=== Page excerpt ===
#####

I opened it and low and behold, the time bomb went off!!  Inmate S had IEX’ed a clinician in a group and now he had to where the Marshmellow Suit if he wanted to come out in the future.

A wave of relief washed over me. My heart broke for the clinician he went off on, but I heard later it didn’t effect her at all and she was fine, so hallelelujah.

What is the marshmellow suit you may ask? It’s a big white semi thick long sleeved, long pants, jumper that zips up in the back, for IEX’ers to wear during groups. It prevents them from accessing their “Gun” so to say…

Usually what happens though is Inmates are too embarrassed to go to group wearing that, so needless to say… I haven’t seen Inmate S in awhile (:

They call him “Big Teddy Bear”

Every Saturday I help run a book club on our level 2 Yard, known as Echo Yard (E Yard). Right now we are reading a book called “All the Light You Cannot See.” So far it’s been a good book for discussion and a good catalyst for a deeper look into the lives of some of the inmates.

Last Saturday one of the guys, let’s call him Will, opened up about his past. I first met Will a year ago on another yard and the first conversation we ever had was about how he had survived 7 bullet wombs. I think the conversation started because I asked him if he was staying warm through this cold weather. The conversation led to him telling about how his joints hurt because of the cold and how since some of the bullets are inside him and made of metal, those also get cold, and he can feel it. It’s not a comfortable feeling.

After that conversation I knew he was someone who had been through a lot, and I got more of a glimpse the other day as he shared a story about his mother…

It was a Friday morning and also the day he would be turning 7. He got ready for school, but as he was running out the door his Mother stops him.

“Nope you’re not going to school today, you’re spendin your birthday with me” He got excited and said “Okay!”

They got in the car and drove to his Grandmother’s house. Now his Grandmother did not have a lot of money and set aside money every week for groceries. When they got there the house had no food, and Will’s Mom told him and his Grandmother that she’s taking her grocery money, and going to go buy some cake and ice cream for his birthday. She tells Will and his grandmother she’ll go pick it up and then bring it back.

Hours go by and Will and his Grandmother sit in the house starving… waiting. Finally it gets to be late at night, Will is hungry and knows his Mom probably didn’t actually go get cake and ice cream. I’m guessing his Grandma was a frail old poor lady with no car to drive, because Will didn’t know what to do and felt he was left with only one option… to walk home.

Can you imagine a small seven year old African American boy, walking 30 blocks starving and ALONE, through south central LA (an area heavy in gang activity), on his 7th BIRTHDAY, all because his Mother didn’t show up with the cake and ice cream like she said she would.

He made it home okay, thank God. As he walked in there were people around his house hanging out with his mom, all drunk and high… I guess by “Cake and Ice Cream” she meant “alcohol and weed…”

He went up to his mom, and as a naive innocent little child would, he asked “Mom, I thought we were going to spend the day together, I thought we were going to eat cake and ice cream? Why did you leave Grandma and I alone starving?”

#####

=== What to do ===
**A)** For the prison post, state whether each statement agrees with it, answering yes or no and quoting the deciding words: (i) the book club meets every Saturday on the level 2 yard; (ii) Will walked 20 blocks home; (iii) the marshmellow suit zips up in the front.
**B)** Print, without changes, the stretch of the prison post from "They call him" through "a comfortable feeling.".
Nothing in the listing is needed here.

#####

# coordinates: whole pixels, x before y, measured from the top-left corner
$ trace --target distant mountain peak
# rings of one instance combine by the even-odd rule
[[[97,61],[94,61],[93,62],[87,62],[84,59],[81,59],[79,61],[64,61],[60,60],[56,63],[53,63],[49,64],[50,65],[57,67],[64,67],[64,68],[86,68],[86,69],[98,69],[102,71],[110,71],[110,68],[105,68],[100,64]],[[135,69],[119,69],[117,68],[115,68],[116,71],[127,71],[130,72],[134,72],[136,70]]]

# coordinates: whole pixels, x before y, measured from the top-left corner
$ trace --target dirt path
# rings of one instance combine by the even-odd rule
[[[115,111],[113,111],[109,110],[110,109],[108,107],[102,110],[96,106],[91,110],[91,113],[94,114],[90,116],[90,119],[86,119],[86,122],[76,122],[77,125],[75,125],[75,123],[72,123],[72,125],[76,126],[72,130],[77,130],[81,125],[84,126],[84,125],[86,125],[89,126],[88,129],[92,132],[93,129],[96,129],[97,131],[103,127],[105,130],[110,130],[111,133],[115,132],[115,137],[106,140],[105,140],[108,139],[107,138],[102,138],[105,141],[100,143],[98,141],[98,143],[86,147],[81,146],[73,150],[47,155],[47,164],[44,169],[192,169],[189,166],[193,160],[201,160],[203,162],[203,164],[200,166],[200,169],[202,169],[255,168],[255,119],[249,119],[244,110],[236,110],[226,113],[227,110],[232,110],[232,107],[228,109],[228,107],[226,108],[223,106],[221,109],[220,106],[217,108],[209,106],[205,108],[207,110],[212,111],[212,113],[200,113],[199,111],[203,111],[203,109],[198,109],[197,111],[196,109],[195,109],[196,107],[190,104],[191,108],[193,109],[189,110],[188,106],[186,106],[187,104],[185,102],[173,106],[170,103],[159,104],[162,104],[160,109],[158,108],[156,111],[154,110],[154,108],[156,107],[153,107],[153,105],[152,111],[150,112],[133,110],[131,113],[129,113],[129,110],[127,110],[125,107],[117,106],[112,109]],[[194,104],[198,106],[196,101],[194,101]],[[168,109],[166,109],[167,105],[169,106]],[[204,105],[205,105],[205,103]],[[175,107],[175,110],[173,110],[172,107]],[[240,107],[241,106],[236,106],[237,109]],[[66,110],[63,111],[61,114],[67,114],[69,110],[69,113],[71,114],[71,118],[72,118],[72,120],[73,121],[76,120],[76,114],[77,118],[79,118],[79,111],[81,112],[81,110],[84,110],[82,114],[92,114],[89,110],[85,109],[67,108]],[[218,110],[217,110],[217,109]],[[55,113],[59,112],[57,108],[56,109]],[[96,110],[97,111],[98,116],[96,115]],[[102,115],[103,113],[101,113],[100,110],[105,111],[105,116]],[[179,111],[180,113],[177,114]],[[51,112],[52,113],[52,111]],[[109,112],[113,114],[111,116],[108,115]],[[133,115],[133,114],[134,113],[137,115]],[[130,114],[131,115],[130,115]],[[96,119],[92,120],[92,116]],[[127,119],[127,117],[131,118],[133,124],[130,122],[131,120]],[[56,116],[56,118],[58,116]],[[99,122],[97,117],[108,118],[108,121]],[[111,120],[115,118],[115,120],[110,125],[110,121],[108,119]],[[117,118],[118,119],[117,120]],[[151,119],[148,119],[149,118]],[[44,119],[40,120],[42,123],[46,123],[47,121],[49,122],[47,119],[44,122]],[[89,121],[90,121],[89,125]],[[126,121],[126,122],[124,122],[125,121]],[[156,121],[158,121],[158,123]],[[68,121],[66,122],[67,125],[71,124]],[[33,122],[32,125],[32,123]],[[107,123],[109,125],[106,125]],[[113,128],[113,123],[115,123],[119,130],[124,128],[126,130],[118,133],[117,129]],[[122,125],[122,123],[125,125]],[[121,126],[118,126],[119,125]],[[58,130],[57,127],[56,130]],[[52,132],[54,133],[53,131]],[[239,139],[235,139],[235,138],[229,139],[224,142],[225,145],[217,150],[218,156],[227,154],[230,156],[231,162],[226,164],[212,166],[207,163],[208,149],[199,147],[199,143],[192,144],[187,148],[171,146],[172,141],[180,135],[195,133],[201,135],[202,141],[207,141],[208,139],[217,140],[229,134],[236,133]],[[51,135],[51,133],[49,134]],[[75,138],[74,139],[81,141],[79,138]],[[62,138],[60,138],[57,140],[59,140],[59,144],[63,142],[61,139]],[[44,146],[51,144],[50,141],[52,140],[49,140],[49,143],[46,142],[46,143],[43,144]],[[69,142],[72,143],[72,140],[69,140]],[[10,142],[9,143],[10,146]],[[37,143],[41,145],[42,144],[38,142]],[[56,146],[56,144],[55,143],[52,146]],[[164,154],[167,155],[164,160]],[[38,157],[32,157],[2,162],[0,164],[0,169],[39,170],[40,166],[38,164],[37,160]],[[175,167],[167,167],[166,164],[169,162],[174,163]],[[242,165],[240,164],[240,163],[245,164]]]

#####

=== Solutions in order ===
**A)**
(i) Yes: "Every Saturday I help run a book club on our level 2 Yard"
(ii) No: "walking 30 blocks starving and ALONE"
(iii) No: "jumper that zips up in the back"

**B)**
They call him “Big Teddy Bear”

Every Saturday I help run a book club on our level 2 Yard, known as Echo Yard (E Yard). Right now we are reading a book called “All the Light You Cannot See.” So far it’s been a good book for discussion and a good catalyst for a deeper look into the lives of some of the inmates.

Last Saturday one of the guys, let’s call him Will, opened up about his past. I first met Will a year ago on another yard and the first conversation we ever had was about how he had survived 7 bullet wombs. I think the conversation started because I asked him if he was staying warm through this cold weather. The conversation led to him telling about how his joints hurt because of the cold and how since some of the bullets are inside him and made of metal, those also get cold, and he can feel it. It’s not a comfortable feeling.